• **What this exercise asks**:
1. Retype the passage about Lord of Life Lutheran Church, starting with "To Baum, the" and going on through "the church family.".
2. Answer these questions from the passage about Lord of Life Lutheran Church:
(a) According to Hauge, how many years ago did Baum come to the congregation?
(b) Who does Hauge note are still members of the church?
(c) What has it been for Baum to be the pastor of these people, in his own words?
3. Proceed with the passage about Lord of Life Lutheran Church, picking up after its final sentence.
##### Selection
To Baum, the dedication and hard work he’s seen is phenomenal.
“The people are so proud of this church, they are enthusiastic, work well together,” Baum said. “There’s a closeness among the people. It’s been a joy to be their pastor.”
And according to Hauge, it’s been a joy to have Baum lead the Lord of Life Lutheran church congregation.
“Pastor Baum is a big part as to why were able to do this. When he came to us four years ago, it was with the idea that he wanted to help us get that debt down. That was the kind of legacy he wanted to leave, too,” Hauge said.
Along with Baum’s passion for Lord of Life Lutheran Church over the past several years, Hauge noted that several charter members of Lord of Life Lutheran Church still are members, attesting to the dedication of the church family.
##########
##### Entries shown
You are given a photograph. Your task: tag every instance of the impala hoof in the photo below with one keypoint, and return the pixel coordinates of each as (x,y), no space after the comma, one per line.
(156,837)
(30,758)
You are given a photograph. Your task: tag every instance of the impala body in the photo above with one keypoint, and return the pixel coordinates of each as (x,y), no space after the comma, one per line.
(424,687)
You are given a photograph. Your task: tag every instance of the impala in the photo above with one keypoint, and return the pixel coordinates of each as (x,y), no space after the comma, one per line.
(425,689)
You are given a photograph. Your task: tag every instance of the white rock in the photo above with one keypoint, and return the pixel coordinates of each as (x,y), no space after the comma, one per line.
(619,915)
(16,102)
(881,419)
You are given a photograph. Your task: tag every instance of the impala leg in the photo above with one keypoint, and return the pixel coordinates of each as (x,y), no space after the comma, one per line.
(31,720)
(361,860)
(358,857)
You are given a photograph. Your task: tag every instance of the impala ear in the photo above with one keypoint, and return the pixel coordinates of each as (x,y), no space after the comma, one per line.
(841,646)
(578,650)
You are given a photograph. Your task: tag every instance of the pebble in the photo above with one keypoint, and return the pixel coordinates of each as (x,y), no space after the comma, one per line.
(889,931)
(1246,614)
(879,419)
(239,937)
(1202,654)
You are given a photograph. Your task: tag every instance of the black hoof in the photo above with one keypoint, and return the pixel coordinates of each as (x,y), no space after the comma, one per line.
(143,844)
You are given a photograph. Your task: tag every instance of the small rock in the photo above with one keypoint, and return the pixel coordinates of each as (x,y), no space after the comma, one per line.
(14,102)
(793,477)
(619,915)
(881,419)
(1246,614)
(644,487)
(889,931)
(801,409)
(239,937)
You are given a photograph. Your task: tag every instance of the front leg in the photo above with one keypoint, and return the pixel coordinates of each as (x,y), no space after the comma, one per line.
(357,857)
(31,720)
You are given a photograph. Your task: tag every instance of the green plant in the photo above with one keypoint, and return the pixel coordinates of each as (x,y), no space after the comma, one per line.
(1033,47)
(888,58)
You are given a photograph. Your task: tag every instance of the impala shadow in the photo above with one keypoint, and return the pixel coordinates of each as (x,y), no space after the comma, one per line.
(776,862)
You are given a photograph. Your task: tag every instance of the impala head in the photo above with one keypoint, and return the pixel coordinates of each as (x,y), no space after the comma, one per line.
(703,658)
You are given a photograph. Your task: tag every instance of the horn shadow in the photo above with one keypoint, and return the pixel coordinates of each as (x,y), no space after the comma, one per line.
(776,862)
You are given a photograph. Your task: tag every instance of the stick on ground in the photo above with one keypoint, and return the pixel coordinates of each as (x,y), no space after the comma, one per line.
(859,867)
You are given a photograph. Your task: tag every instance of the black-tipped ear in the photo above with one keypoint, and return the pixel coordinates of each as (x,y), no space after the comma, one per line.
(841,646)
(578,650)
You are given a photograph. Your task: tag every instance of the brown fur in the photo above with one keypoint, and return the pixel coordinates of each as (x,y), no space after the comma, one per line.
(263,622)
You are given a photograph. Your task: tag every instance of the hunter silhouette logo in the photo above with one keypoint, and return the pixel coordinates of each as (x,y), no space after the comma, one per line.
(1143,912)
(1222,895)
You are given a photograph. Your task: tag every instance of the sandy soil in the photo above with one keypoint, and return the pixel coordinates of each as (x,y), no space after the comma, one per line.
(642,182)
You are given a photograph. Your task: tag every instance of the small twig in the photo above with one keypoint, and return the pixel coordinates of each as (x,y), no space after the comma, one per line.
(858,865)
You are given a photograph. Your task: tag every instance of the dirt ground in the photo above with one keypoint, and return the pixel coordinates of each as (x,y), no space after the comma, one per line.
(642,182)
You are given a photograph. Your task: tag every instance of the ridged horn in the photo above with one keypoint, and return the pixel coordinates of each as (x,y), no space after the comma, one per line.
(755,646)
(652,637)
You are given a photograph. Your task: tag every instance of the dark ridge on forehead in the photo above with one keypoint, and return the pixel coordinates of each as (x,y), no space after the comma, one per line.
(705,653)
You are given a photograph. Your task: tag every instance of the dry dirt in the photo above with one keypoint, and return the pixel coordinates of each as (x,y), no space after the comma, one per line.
##########
• **Outputs in order**:
1.
To Baum, the dedication and hard work he’s seen is phenomenal.
“The people are so proud of this church, they are enthusiastic, work well together,” Baum said. “There’s a closeness among the people. It’s been a joy to be their pastor.”
And according to Hauge, it’s been a joy to have Baum lead the Lord of Life Lutheran church congregation.
“Pastor Baum is a big part as to why were able to do this. When he came to us four years ago, it was with the idea that he wanted to help us get that debt down. That was the kind of legacy he wanted to leave, too,” Hauge said.
Along with Baum’s passion for Lord of Life Lutheran Church over the past several years, Hauge noted that several charter members of Lord of Life Lutheran Church still are members, attesting to the dedication of the church family.

2.
(a) Four years ago.
(b) Several charter members of Lord of Life Lutheran Church.
(c) A joy.

3.
“Those folks have been here from the first day the church came together, have gone through the good and the bad, the ups and downs,” he said. “They had the vision that this church in Rapid Valley would have a long-term impact for our community.”
And a long-term impact it has had.
Hauge, who has been a member of Lord of Life Lutheran Church for nine years, enjoys the small-town atmosphere the church offers.
“All the members of the church know each other well and they take care of each other,” Hauge said. “Even though we’re in Rapid City, in a big community, it’s like being in a small town church. Our members appreciate that. I know our family does.”